Problems and tasks =>
**1)** According to the attribute documentation, what kind of structure is the styles file cached into?
**2)** Echo word for word the stretch of the attribute documentation that starts with "from_the_edge" and runs through "column with data.".

Supplied text =>
Definition: a way to check the current attribute setting

from_the_edge

Definition: Some data tables start in the top left corner. Others do not. I don't reccomend that practice but when aquiring data in the wild it is often good to adapt. This attribute sets whether the file percieves the min_col and min_row as the top left edge of the sheeto or from the top row with data and starting from the leftmost column with data.

Default 1

Range 1 = treat the top left corner of the sheet as the beginning of rows and columns even if there is no data in the top row or leftmost column, 0 = Set the minimum row and minimum columns to be the first row and first column with data

attribute methods Methods provided to adjust this attribute

starts_at_the_edge

Definition: returns the attribute state

cache_positions

Definition: Using the standard architecture this parser would go back and read the sharedStrings and styles files sequentially from the beginning each time it had to access a sub elelement. This trade-off is generally not desired for these two files since the data is generally stored in a less than sequential fasion. The solution is to cache these files as they are read the first time so that a second pass through is not necessary to retreive an earlier element. The only time this doesn't make sence is if either of the files would overwhelm RAM if cached. The package has file size break points below which the files will cache. The thinking is that above these points the RAM is at risk of being overwhelmed and that not crashing and slow is better than a possible out-of-memory state. This attribute allows you to change those break points based on the target machine you are running on. The breaks are set on the byte size of the sub file not on the cached expansion of the sub file. In general the styles file is cached into a hash and the shared strings file is cached into an array ref. The attribute group_return_type also affects the size of the cache for the sharedStrings file since it will not cache the string formats unless the attribute is set to 'instance'. There is also a setting for caching worksheet data. Some worksheet row position settings will always be cached in order to speed up multiple reads over the same sheet or to query meta data about the rows. However, this cache level is set lower since the row caching creates much deeper data structures.

Extracted data =>
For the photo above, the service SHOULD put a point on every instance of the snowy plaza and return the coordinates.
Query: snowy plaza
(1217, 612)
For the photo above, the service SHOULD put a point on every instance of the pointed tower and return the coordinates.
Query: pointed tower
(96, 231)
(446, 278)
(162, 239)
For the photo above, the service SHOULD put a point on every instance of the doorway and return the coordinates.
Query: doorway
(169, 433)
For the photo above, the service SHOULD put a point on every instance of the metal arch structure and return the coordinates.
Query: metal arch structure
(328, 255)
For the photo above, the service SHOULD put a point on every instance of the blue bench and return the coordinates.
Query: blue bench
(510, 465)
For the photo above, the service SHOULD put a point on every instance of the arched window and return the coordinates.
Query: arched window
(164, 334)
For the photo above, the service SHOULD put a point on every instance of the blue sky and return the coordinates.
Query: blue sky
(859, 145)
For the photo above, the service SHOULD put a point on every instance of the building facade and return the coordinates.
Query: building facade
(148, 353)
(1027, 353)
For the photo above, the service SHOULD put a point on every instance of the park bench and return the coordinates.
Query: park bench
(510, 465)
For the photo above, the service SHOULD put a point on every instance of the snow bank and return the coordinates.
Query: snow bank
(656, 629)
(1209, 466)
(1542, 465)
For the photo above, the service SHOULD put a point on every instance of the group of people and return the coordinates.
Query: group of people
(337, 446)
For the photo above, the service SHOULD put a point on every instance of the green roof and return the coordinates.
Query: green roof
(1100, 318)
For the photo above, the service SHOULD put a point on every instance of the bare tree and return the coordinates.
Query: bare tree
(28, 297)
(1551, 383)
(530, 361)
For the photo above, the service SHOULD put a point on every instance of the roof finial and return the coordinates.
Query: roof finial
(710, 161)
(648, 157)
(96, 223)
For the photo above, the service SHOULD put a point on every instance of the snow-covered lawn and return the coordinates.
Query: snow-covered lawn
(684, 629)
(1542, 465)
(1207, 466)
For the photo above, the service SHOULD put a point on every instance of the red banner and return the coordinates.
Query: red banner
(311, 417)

Task responses =>
**1)** A hash.

**2)**
from_the_edge

Definition: Some data tables start in the top left corner. Others do not. I don't reccomend that practice but when aquiring data in the wild it is often good to adapt. This attribute sets whether the file percieves the min_col and min_row as the top left edge of the sheeto or from the top row with data and starting from the leftmost column with data.